### What you need to do
Look through the records, and whenever a line includes the word "stamen", copy it.

### Material shown
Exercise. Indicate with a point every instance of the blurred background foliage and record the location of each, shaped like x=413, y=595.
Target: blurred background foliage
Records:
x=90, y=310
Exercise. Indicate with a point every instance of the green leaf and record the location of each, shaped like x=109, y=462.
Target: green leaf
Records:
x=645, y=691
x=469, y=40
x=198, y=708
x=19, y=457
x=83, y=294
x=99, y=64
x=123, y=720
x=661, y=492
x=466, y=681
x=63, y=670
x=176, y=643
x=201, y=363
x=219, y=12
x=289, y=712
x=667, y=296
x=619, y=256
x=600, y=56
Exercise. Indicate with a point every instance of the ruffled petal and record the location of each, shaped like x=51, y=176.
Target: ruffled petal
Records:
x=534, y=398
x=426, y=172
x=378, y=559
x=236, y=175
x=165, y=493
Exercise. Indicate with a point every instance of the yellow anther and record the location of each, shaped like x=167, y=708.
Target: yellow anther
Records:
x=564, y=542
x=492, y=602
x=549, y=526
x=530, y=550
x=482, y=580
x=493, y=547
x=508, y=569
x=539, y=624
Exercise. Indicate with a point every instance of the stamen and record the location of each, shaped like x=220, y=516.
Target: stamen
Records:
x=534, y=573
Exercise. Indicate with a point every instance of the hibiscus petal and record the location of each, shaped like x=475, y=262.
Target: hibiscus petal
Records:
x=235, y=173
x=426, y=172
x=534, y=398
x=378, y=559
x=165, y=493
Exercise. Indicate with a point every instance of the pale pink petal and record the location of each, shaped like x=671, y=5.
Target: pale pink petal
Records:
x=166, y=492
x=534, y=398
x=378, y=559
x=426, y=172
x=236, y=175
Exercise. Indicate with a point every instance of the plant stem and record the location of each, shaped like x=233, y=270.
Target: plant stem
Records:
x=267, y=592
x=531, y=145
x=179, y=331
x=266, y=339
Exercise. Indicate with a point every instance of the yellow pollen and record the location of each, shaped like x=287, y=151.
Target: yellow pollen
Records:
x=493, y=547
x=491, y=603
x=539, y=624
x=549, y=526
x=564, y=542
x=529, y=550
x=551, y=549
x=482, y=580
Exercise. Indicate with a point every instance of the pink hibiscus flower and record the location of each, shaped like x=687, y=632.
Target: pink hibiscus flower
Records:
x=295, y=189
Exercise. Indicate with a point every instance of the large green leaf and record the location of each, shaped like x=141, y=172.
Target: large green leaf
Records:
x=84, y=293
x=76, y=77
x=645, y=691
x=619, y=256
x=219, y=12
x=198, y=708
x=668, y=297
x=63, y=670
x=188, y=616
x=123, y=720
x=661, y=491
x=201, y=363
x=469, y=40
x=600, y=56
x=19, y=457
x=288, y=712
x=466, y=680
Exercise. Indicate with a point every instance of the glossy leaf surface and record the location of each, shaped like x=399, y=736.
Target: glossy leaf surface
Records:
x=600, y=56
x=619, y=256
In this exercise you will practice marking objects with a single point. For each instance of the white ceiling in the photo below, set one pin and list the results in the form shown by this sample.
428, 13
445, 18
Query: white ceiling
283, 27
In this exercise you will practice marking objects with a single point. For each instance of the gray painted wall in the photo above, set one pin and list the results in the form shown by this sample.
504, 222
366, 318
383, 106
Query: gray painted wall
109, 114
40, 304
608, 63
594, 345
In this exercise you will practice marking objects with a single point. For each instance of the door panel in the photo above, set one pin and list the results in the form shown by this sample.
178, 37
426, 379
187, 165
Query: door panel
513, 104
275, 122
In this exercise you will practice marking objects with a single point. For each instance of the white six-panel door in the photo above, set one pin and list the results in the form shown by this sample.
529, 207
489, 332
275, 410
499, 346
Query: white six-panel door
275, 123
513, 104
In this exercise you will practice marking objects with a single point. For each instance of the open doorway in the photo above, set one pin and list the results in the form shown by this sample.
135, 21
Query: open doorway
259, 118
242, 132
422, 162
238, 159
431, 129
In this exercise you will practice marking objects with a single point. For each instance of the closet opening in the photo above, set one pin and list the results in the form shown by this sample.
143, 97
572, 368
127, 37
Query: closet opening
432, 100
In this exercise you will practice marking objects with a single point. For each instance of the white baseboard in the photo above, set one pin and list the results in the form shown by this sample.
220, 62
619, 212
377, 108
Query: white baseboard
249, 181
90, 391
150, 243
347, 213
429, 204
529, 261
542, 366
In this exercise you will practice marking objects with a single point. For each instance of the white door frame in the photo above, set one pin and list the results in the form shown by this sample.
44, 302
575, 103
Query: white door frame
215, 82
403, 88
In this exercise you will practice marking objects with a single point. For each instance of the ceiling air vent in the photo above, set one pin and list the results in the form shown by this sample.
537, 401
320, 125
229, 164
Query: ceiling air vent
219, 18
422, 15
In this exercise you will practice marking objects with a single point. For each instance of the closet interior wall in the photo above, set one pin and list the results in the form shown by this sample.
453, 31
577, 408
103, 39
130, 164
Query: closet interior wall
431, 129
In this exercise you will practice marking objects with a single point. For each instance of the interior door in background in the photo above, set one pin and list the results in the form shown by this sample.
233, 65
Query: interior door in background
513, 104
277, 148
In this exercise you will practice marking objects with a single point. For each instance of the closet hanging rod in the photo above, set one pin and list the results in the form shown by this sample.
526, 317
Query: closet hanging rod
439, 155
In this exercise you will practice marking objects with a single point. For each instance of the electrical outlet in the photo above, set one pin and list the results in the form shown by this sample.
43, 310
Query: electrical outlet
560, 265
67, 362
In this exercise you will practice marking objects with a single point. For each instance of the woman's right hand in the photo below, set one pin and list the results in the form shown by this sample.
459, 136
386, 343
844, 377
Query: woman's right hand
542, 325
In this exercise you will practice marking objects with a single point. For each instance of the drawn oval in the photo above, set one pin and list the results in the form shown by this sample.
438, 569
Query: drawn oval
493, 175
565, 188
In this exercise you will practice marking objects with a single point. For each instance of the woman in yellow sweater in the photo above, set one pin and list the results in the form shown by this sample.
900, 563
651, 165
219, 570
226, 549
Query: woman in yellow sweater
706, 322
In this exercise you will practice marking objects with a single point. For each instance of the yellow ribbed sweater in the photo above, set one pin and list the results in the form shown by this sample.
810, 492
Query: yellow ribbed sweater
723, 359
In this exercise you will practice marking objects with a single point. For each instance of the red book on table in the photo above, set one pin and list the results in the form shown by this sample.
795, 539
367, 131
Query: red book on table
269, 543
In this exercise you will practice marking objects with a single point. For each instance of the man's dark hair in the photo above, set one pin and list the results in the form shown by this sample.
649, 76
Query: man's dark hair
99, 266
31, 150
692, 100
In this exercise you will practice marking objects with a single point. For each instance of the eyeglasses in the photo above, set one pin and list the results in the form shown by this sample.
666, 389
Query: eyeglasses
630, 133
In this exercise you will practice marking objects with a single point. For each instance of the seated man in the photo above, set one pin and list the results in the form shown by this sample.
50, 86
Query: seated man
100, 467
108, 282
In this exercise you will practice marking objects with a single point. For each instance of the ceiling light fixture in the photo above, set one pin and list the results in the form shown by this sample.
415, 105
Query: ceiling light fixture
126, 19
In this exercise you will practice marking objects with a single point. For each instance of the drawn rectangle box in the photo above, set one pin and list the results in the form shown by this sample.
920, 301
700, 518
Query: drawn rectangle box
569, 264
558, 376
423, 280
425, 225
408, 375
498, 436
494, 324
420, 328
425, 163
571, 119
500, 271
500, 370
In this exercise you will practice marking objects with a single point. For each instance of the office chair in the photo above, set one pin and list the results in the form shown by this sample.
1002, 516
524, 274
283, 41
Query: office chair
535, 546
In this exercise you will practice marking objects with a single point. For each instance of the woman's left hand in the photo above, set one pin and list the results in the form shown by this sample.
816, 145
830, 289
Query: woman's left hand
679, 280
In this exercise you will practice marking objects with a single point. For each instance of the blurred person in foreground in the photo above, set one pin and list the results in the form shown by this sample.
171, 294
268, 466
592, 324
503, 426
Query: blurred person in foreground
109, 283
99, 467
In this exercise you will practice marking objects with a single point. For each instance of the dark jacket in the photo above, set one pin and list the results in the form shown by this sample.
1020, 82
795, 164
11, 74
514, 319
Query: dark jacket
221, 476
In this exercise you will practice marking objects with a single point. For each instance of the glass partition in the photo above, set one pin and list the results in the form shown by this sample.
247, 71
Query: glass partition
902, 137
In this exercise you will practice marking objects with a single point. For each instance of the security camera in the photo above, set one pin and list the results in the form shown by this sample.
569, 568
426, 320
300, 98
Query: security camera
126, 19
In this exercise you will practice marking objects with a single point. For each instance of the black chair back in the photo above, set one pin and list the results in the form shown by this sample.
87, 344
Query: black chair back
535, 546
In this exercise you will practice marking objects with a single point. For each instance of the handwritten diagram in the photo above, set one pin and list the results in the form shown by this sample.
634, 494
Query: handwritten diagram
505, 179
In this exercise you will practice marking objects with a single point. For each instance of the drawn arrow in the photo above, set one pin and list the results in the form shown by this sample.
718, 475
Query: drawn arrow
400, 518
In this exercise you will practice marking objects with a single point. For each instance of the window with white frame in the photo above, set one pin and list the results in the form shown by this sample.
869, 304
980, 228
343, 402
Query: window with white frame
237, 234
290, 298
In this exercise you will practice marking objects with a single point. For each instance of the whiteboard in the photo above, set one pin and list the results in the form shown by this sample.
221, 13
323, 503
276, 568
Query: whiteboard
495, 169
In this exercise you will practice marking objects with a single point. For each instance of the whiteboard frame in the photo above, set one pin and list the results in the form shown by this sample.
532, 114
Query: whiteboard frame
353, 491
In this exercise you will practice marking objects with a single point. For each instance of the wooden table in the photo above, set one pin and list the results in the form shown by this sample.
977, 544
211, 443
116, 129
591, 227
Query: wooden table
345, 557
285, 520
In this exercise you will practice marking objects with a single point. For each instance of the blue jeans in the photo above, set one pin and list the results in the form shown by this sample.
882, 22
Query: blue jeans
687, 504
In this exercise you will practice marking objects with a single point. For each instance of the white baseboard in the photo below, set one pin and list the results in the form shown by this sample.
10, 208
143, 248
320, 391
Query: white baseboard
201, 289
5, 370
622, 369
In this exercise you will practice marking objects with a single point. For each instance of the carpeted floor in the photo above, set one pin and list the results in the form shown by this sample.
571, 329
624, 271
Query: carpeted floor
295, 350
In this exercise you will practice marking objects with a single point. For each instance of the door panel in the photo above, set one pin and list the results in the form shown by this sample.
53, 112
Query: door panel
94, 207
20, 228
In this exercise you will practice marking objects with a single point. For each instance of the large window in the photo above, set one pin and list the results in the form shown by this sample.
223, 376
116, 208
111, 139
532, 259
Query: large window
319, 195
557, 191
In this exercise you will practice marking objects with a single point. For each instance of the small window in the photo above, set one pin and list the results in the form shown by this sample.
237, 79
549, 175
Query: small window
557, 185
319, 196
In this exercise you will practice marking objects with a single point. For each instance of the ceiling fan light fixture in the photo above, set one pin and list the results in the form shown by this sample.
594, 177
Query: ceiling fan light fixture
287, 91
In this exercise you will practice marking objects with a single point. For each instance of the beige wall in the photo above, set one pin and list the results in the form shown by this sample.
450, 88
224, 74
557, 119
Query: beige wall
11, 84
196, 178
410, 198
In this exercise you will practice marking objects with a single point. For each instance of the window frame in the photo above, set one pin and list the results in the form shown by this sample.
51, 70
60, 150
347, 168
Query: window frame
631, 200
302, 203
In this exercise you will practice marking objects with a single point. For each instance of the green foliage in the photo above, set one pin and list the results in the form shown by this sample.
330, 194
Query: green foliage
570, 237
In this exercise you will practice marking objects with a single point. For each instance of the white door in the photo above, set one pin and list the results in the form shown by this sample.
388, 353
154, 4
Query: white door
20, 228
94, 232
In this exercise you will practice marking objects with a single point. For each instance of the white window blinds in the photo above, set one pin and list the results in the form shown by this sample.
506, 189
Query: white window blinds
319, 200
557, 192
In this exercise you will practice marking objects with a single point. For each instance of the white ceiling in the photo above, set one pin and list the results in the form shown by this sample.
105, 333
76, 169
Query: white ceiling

### Output of the task
Exercise. Indicate with a point every instance of the stamen and record the location of each, shaped like x=220, y=516.
Target: stamen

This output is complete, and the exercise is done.